STATED TASK:
Change "railing" to "banister" in the records, starting at the line that contains "Can you see the snow-covered roof?" and ending at the end of the records, and give back only those lines with nothing else altered.
+++ SUPPLIED INFORMATION +++
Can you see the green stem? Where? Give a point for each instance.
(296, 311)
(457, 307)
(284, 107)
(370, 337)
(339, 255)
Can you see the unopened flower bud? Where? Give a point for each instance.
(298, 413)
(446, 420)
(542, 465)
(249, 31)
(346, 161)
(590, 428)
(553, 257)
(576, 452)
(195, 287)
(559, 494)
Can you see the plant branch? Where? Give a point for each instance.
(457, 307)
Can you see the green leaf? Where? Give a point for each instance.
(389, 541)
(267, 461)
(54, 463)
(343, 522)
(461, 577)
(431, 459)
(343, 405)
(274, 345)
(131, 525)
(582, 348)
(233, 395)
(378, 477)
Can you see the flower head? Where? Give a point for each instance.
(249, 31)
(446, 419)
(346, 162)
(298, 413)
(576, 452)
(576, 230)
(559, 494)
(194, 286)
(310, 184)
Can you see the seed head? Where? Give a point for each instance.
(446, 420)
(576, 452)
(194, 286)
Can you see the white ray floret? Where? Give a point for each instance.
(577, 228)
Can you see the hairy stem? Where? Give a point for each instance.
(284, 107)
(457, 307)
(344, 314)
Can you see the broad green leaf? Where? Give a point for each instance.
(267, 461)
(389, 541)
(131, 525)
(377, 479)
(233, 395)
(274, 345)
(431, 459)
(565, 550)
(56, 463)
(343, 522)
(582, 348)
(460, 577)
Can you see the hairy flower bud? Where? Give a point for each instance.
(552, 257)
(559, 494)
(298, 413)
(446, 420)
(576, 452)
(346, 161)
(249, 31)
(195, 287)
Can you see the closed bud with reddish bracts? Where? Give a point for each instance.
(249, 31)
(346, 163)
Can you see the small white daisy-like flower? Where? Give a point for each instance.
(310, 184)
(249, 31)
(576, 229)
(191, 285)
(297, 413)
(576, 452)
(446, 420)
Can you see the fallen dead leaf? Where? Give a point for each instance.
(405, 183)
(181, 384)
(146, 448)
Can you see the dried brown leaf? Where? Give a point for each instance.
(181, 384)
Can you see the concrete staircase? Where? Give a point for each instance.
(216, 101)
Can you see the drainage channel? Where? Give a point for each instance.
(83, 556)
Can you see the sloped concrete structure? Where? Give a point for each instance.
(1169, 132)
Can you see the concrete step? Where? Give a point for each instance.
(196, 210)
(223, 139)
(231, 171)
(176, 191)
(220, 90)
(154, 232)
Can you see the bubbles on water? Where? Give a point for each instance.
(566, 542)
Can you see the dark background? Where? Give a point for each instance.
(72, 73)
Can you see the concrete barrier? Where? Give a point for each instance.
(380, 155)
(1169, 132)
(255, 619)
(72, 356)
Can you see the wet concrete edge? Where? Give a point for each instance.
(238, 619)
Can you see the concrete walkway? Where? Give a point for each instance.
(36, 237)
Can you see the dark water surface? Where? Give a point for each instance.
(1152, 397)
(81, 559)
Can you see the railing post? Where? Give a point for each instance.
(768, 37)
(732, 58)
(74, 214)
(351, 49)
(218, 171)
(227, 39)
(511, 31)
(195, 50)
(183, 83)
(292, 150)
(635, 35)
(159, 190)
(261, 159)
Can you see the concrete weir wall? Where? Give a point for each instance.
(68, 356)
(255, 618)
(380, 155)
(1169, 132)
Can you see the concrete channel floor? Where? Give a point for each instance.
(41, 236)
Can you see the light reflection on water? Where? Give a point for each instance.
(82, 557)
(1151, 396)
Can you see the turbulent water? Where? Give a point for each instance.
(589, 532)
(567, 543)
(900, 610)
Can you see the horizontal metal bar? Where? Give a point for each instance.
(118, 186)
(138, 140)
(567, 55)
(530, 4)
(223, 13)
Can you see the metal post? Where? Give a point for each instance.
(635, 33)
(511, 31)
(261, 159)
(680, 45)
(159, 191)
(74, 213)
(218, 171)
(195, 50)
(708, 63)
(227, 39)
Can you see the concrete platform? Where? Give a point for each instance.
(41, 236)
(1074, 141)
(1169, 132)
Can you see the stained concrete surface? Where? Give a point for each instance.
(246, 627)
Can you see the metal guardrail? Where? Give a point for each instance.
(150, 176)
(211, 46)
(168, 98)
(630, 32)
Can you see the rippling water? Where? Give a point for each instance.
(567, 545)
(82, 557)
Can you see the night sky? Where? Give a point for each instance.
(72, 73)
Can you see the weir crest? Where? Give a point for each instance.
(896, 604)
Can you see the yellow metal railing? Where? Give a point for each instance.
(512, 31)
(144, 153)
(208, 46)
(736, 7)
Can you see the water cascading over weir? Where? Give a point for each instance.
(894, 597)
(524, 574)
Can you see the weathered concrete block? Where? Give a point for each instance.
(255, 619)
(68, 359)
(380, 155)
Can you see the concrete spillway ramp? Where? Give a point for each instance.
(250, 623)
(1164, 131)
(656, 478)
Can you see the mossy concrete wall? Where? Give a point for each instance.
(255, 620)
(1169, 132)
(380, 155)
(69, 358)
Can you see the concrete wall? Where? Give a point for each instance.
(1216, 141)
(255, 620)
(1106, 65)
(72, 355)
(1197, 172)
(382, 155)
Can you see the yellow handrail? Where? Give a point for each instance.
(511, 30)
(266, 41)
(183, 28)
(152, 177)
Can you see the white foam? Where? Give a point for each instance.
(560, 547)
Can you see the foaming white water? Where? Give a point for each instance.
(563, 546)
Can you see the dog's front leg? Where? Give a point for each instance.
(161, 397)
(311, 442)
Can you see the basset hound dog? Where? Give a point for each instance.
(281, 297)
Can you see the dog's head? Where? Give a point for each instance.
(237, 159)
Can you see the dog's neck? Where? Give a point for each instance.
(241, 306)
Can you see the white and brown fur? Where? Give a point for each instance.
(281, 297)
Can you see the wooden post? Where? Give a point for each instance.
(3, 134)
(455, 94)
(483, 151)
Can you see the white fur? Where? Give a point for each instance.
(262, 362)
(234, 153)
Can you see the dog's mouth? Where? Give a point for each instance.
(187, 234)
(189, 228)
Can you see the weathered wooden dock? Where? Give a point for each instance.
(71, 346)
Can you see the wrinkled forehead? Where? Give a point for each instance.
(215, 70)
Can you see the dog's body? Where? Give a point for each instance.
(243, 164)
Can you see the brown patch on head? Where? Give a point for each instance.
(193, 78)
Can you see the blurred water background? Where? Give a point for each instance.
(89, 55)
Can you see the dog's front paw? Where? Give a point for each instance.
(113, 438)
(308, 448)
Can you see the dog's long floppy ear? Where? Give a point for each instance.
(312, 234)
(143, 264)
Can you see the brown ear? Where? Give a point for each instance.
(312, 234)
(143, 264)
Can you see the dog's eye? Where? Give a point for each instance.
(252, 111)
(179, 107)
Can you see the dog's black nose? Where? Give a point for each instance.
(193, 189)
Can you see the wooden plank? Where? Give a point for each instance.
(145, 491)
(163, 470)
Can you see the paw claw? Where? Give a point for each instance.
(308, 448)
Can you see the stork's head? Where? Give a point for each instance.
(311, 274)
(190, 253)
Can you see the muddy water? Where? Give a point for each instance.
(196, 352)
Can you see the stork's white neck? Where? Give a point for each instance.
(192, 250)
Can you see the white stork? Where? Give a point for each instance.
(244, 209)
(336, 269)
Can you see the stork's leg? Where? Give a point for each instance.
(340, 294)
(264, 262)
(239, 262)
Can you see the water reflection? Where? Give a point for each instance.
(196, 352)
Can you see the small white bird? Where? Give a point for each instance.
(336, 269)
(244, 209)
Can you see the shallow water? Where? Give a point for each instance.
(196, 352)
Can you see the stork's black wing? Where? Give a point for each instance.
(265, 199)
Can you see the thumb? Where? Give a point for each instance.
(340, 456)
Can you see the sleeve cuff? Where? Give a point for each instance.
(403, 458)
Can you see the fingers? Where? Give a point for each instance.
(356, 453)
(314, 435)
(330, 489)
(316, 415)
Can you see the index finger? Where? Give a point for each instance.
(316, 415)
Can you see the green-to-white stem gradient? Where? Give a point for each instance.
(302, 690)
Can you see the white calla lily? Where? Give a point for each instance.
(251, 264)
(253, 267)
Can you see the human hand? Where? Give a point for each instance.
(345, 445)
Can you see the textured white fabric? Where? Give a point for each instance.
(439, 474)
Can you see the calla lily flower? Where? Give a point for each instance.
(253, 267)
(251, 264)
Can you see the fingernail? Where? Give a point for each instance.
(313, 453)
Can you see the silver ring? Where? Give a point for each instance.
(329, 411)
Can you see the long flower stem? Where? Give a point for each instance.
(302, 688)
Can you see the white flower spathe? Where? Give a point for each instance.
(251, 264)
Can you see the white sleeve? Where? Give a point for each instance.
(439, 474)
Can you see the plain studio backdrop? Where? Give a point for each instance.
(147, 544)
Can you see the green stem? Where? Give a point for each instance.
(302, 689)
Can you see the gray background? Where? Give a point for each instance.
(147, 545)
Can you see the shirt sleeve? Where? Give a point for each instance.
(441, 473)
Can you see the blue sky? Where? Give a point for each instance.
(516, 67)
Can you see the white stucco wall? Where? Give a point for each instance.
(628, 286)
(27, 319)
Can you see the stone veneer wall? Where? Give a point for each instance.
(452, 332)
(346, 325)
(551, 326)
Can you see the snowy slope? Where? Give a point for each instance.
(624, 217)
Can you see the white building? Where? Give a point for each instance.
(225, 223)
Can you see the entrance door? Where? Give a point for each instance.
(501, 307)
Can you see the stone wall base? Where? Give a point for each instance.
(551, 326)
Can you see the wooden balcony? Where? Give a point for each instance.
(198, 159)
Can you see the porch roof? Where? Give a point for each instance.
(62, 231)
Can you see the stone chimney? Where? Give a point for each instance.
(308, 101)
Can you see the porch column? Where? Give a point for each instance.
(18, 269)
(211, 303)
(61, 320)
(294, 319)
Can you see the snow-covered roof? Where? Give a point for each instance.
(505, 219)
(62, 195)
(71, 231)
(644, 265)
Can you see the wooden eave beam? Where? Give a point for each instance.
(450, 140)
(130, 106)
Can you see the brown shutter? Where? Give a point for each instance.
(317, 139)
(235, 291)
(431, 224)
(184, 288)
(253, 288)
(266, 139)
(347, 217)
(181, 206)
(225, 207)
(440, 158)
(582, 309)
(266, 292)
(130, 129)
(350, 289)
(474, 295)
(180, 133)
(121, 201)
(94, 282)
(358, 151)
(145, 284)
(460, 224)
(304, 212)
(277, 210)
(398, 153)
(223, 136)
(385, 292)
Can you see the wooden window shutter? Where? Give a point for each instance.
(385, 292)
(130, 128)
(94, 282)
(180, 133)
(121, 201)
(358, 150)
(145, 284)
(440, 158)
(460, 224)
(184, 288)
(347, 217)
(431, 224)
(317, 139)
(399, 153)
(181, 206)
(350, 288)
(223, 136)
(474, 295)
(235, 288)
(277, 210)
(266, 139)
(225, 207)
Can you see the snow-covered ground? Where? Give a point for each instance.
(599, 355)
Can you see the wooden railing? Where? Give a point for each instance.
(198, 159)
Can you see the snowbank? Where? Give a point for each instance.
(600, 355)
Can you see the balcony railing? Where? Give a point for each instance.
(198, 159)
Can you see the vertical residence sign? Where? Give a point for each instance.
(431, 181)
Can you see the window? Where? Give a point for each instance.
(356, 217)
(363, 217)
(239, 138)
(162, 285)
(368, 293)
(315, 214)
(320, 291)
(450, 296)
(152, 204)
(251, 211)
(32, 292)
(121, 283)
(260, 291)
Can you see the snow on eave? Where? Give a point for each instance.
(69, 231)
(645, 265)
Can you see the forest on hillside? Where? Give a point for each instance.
+++
FINISHED EXERCISE:
Can you see the snow-covered roof? Where? Give a point for each instance.
(505, 219)
(62, 195)
(71, 231)
(644, 265)
Can you see the wooden eave beam? Where? Give a point for each instance.
(450, 140)
(130, 106)
Can you see the brown shutter? Where? Give a point for each instance.
(317, 139)
(235, 291)
(431, 224)
(184, 288)
(253, 288)
(266, 139)
(347, 217)
(181, 206)
(225, 207)
(440, 158)
(582, 309)
(266, 292)
(130, 129)
(350, 289)
(474, 295)
(180, 133)
(121, 201)
(94, 282)
(358, 151)
(145, 284)
(460, 224)
(304, 212)
(277, 210)
(398, 153)
(223, 136)
(385, 292)
Can you see the wooden window shutter? Where? Give a point for each instance.
(385, 292)
(130, 128)
(94, 282)
(180, 133)
(121, 201)
(358, 150)
(145, 284)
(440, 158)
(460, 224)
(184, 288)
(347, 217)
(431, 224)
(317, 139)
(399, 153)
(181, 206)
(350, 288)
(223, 136)
(474, 295)
(235, 288)
(277, 210)
(266, 139)
(225, 207)
Can you see the snow-covered ground? Where? Give a point for each instance.
(599, 355)
Can you see the wooden banister? Where? Give a point for each instance.
(198, 159)
Can you see the snowbank? Where? Give a point for each instance.
(600, 355)
Can you see the balcony banister? Where? Give a point for each instance.
(198, 159)
Can you see the vertical residence sign? Where? Give a point for each instance.
(431, 181)
Can you see the window? Where? Give a point for each instance.
(356, 217)
(363, 217)
(239, 138)
(162, 285)
(368, 293)
(315, 214)
(320, 291)
(450, 296)
(152, 204)
(251, 211)
(32, 292)
(121, 283)
(260, 291)
Can you see the snow on eave? Where? Give a point for each instance.
(69, 231)
(645, 265)
Can you see the forest on hillside? Where? Give a point for each instance.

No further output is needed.